> _Dataset excerpts_:

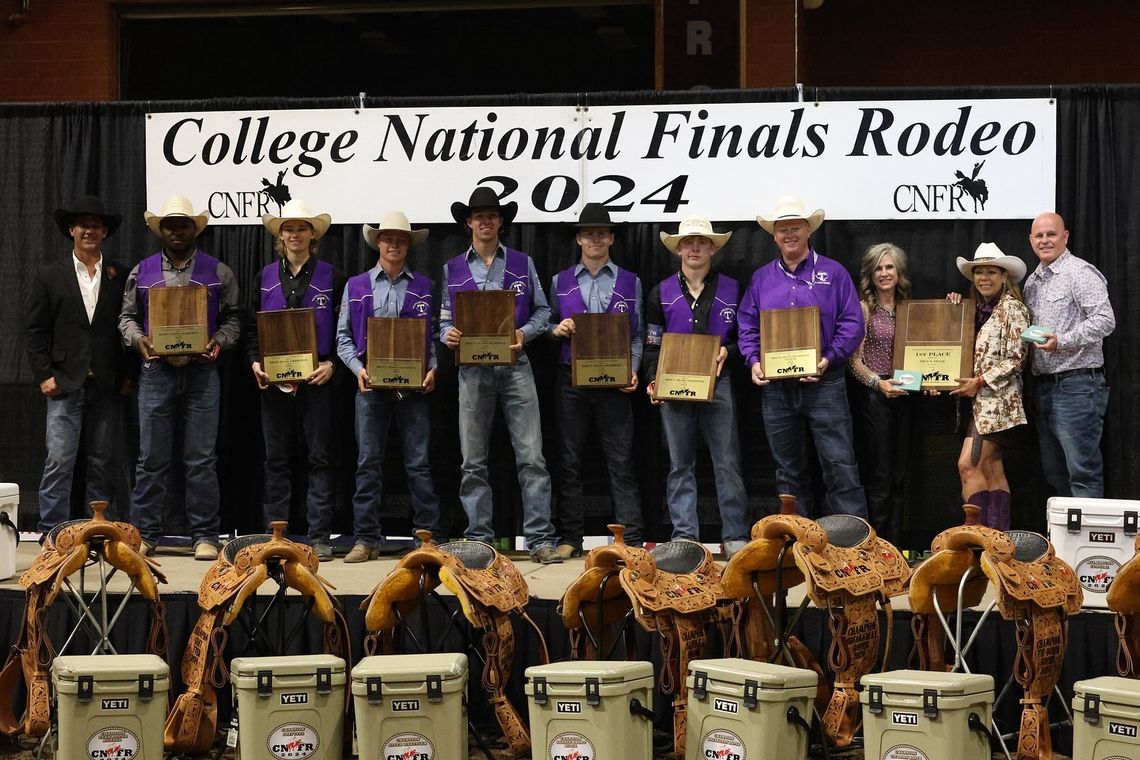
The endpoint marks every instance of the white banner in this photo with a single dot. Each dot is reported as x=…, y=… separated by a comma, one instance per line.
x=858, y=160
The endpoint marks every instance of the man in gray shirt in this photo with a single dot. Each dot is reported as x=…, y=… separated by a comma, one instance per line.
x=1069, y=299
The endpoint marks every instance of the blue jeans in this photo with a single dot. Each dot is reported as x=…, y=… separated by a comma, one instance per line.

* * *

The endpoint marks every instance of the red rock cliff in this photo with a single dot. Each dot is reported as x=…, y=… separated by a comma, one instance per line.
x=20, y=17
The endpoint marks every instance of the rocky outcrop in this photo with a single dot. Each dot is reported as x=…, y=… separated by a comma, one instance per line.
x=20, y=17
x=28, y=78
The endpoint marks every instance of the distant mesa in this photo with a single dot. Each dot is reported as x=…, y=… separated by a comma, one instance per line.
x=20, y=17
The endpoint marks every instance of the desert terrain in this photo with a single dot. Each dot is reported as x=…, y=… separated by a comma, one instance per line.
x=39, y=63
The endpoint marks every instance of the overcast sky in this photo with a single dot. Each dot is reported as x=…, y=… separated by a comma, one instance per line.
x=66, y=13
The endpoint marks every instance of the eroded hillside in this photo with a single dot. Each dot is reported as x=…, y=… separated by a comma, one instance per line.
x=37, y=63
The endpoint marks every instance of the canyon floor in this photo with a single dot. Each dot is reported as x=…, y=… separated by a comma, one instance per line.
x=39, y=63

==

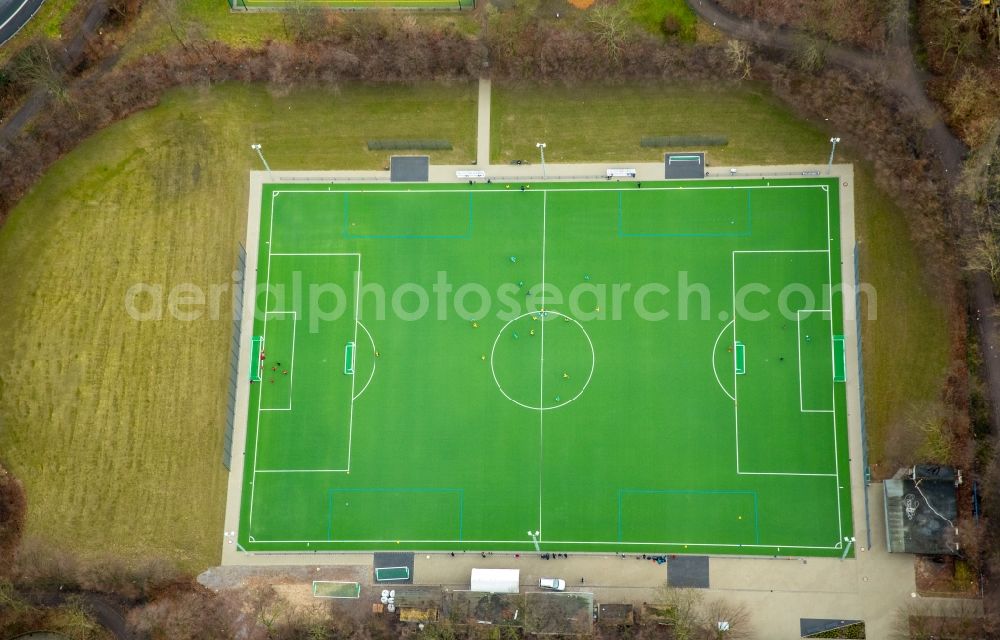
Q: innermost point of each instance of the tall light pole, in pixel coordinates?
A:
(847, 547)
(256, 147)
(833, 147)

> _What to produce_: Render the entries above as a JSON list of strings, from the line with "The endpoint marks every instance of the white" up to and including the line with "x=1069, y=299". Use one string per line and leave out blank lines.

> _Worked solution_:
[
  "The endpoint marks every instance of the white banner in this photo with a single dot. Each dot is reported as x=…, y=… separated by a comma, one instance per line.",
  "x=858, y=160",
  "The endpoint marks every instance of the man in gray shirt in this photo with a single dot. Each dot is reported as x=…, y=… separated by a comma, one instance per line.",
  "x=1069, y=299"
]